> Stated task:
Render the listing below as a JSON list of strings, one string per line and no blank lines, starting at its first line and ending at the line that contains "x=477, y=270", with both ends included.

> Data to process:
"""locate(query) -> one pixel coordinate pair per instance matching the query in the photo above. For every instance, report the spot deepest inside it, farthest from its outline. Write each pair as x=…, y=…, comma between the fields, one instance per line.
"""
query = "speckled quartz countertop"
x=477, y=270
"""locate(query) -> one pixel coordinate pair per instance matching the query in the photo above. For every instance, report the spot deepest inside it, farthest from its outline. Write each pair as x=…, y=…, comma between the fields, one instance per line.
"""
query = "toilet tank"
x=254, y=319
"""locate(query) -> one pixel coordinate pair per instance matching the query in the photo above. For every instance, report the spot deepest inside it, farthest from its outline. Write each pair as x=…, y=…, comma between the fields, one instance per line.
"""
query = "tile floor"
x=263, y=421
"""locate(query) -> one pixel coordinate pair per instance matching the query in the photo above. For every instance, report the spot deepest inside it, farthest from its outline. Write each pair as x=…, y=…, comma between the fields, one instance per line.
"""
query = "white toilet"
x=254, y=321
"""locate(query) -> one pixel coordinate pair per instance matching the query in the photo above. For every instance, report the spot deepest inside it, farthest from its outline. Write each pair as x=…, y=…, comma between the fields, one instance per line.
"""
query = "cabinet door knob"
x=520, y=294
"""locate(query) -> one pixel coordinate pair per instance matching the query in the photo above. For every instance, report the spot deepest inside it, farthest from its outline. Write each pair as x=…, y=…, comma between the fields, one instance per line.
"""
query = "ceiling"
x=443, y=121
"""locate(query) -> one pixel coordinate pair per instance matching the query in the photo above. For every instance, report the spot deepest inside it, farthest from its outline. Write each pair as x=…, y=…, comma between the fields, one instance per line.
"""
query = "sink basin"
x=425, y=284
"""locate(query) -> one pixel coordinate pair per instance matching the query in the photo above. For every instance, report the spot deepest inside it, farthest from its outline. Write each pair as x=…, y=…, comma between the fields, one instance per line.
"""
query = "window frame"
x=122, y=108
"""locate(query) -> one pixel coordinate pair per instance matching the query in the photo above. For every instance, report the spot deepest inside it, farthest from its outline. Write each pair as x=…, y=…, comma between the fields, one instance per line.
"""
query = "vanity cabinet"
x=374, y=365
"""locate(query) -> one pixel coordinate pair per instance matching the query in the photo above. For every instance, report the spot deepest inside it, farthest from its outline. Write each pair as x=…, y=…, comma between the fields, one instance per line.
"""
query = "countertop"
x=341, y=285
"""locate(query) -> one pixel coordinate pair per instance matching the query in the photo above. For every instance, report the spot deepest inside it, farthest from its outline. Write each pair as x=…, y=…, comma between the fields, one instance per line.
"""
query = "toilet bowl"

> Exercise output:
[
  "\"\"\"locate(query) -> one pixel coordinate pair per instance matching the query in the photo above. For every instance, report the spot deepest inside it, farthest from its outline. Write each pair as x=…, y=…, comma between the fields, one instance per line.",
  "\"\"\"",
  "query = \"speckled quartz countertop\"",
  "x=477, y=270"
]